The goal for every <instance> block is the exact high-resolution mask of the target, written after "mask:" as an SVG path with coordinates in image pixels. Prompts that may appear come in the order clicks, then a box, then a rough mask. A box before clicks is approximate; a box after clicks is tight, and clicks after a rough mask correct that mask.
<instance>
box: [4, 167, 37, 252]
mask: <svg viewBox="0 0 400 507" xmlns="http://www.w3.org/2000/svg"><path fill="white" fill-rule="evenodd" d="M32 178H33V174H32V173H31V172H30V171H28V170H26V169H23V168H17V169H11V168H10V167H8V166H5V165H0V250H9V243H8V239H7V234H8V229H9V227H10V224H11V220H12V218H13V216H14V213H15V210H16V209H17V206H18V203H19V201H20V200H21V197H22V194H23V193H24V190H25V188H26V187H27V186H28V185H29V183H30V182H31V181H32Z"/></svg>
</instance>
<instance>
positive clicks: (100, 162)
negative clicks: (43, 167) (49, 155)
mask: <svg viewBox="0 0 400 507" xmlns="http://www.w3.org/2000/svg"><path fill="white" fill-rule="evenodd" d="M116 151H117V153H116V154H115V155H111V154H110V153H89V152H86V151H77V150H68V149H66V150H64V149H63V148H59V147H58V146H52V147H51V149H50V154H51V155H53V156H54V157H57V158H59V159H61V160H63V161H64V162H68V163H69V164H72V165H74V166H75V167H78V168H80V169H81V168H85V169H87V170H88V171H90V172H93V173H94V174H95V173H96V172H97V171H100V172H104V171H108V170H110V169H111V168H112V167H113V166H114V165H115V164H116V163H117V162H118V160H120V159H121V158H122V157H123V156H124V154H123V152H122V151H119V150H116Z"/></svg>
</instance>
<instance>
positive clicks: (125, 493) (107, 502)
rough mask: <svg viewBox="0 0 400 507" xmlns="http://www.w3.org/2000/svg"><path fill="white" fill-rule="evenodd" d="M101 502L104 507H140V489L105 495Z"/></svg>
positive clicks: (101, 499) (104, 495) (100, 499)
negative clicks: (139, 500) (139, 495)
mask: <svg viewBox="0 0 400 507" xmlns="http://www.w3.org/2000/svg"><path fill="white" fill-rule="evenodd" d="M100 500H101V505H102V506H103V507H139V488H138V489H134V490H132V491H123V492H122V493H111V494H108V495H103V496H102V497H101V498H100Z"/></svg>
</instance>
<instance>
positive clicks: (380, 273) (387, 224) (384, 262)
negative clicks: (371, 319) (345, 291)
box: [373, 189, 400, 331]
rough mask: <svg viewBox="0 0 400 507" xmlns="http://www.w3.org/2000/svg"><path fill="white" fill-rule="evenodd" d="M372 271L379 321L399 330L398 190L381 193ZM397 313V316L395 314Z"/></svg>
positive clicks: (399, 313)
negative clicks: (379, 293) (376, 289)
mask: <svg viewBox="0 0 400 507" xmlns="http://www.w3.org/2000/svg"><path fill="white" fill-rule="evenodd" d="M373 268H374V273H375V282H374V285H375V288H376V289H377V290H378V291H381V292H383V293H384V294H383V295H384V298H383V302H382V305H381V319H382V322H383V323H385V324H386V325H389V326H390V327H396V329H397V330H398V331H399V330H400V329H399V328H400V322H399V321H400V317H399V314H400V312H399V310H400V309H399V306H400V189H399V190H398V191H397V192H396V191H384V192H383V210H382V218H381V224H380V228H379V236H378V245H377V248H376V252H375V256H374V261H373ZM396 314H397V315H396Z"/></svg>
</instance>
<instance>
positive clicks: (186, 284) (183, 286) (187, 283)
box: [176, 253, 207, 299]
......
Your instructions
Everything in the listing should be written out again exactly.

Task answer
The goal for every <instance> block is the exact high-resolution mask of the target, written after "mask:" as an SVG path with coordinates in image pixels. Prompts that may appear come in the order clicks, then a box, then a rough mask. A box before clicks is approximate; a box after clicks is tight, and clicks after a rough mask correct that mask.
<instance>
box: [4, 167, 37, 252]
mask: <svg viewBox="0 0 400 507" xmlns="http://www.w3.org/2000/svg"><path fill="white" fill-rule="evenodd" d="M32 178H33V174H32V173H31V172H30V171H28V170H26V169H23V168H17V169H11V168H10V167H8V166H5V165H0V250H9V243H8V239H7V234H8V229H9V227H10V224H11V220H12V218H13V216H14V213H15V210H16V209H17V206H18V203H19V201H20V200H21V197H22V194H23V193H24V190H25V188H26V187H27V186H28V185H29V183H30V182H31V181H32Z"/></svg>
</instance>
<instance>
positive clicks: (100, 162)
negative clicks: (43, 167) (49, 155)
mask: <svg viewBox="0 0 400 507" xmlns="http://www.w3.org/2000/svg"><path fill="white" fill-rule="evenodd" d="M116 151H117V153H116V154H115V155H111V154H110V153H89V152H86V151H77V150H68V149H66V150H64V149H63V148H59V147H58V146H52V147H51V149H50V154H51V155H53V156H54V157H57V158H59V159H61V160H63V161H64V162H68V163H69V164H72V165H74V166H75V167H78V168H80V169H81V168H85V169H87V170H88V171H90V172H93V173H94V174H95V173H96V172H97V171H100V172H104V171H108V170H110V169H111V168H112V167H113V166H114V165H115V164H116V163H117V162H118V160H120V159H121V158H122V157H123V156H124V154H123V152H122V151H119V150H116Z"/></svg>
</instance>
<instance>
positive clicks: (125, 493) (107, 502)
rough mask: <svg viewBox="0 0 400 507" xmlns="http://www.w3.org/2000/svg"><path fill="white" fill-rule="evenodd" d="M101 502L104 507H140V489L105 495Z"/></svg>
positive clicks: (101, 499) (104, 495) (100, 499)
negative clicks: (139, 500) (139, 495)
mask: <svg viewBox="0 0 400 507" xmlns="http://www.w3.org/2000/svg"><path fill="white" fill-rule="evenodd" d="M100 500H101V505H102V506H103V507H139V488H138V489H134V490H132V491H123V492H122V493H111V494H108V495H103V496H102V497H101V498H100Z"/></svg>
</instance>
<instance>
positive clicks: (380, 273) (387, 224) (384, 262)
negative clicks: (371, 319) (345, 291)
box: [373, 189, 400, 331]
rough mask: <svg viewBox="0 0 400 507" xmlns="http://www.w3.org/2000/svg"><path fill="white" fill-rule="evenodd" d="M372 271L379 321L399 330L398 190L381 193ZM397 313V316L395 314Z"/></svg>
positive clicks: (399, 313)
negative clicks: (379, 293) (376, 289)
mask: <svg viewBox="0 0 400 507" xmlns="http://www.w3.org/2000/svg"><path fill="white" fill-rule="evenodd" d="M373 268H374V273H375V282H374V285H375V288H376V289H377V290H378V291H381V292H383V293H384V294H383V295H384V298H383V302H382V305H381V319H382V322H383V323H385V324H386V325H389V326H390V327H396V329H397V330H398V331H399V330H400V329H399V328H400V322H399V321H400V317H399V314H400V312H399V310H400V309H399V306H400V189H399V190H398V191H397V192H396V191H384V192H383V210H382V218H381V224H380V228H379V236H378V245H377V248H376V252H375V256H374V261H373ZM396 314H397V315H396Z"/></svg>
</instance>
<instance>
positive clicks: (186, 284) (183, 286) (187, 283)
box: [176, 253, 207, 299]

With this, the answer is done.